From the passage about Ms. Loomer, retype the part that opens with the words containing "A few days later, Hunter" and closes with "was also canceled.".
[EXERCISE TEXT Boundary: Start]
But her appearance at the White House this week seemed to signal a return to good graces for Ms. Loomer, prompted in significant part by her becoming a kind of grand inquisitor for the administration, rooting out officials she deems insufficiently faithful to Mr. Trump.
Three weeks ago, she published a series of posts on X tracking the movements of Mr. Biden’s son Hunter while he was in South Africa, complaining that he received Secret Service protection.
A few days later, Hunter Biden’s security detail was revoked, along with that of his sister, Ashley Biden. Later, the Secret Service protection for Alejandro Mayorkas, the former homeland security secretary, was also canceled.
Then last week, she singled out an assistant U.S. attorney in Los Angeles, Adam Schleifer, who had unsuccessfully run for Congress as a Democrat in 2020. Less than two hours after she called him a “Trump hater” who should be fired on X, Mr. Schleifer was terminated.
[EXERCISE TEXT Boundary: End]
[GIVEN INFORMATION Boundary: Start]
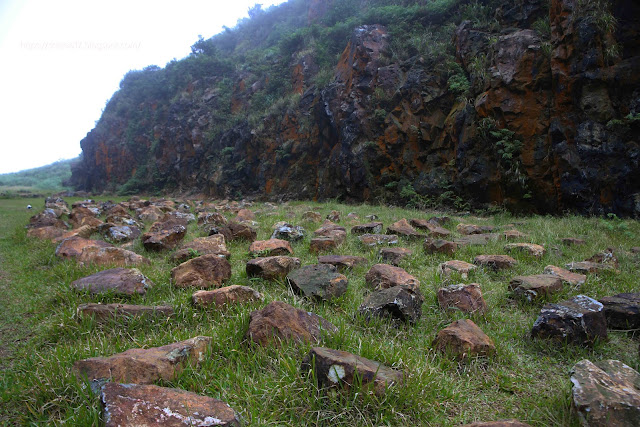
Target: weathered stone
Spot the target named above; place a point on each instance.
(532, 249)
(340, 368)
(535, 286)
(579, 320)
(622, 311)
(463, 339)
(318, 281)
(210, 245)
(143, 366)
(342, 262)
(395, 303)
(378, 239)
(456, 266)
(573, 279)
(73, 246)
(394, 255)
(127, 281)
(280, 321)
(103, 312)
(466, 298)
(234, 294)
(606, 394)
(382, 276)
(439, 246)
(496, 262)
(150, 405)
(270, 268)
(206, 271)
(368, 228)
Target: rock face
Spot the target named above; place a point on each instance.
(606, 393)
(126, 281)
(279, 321)
(579, 320)
(338, 368)
(148, 405)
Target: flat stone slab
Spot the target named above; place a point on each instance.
(150, 405)
(463, 339)
(382, 276)
(124, 281)
(143, 366)
(104, 312)
(271, 268)
(234, 294)
(338, 368)
(206, 271)
(622, 311)
(279, 321)
(535, 286)
(466, 298)
(606, 393)
(318, 281)
(579, 320)
(395, 303)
[GIVEN INFORMATION Boundary: End]
### RESULT
A few days later, Hunter Biden’s security detail was revoked, along with that of his sister, Ashley Biden. Later, the Secret Service protection for Alejandro Mayorkas, the former homeland security secretary, was also canceled.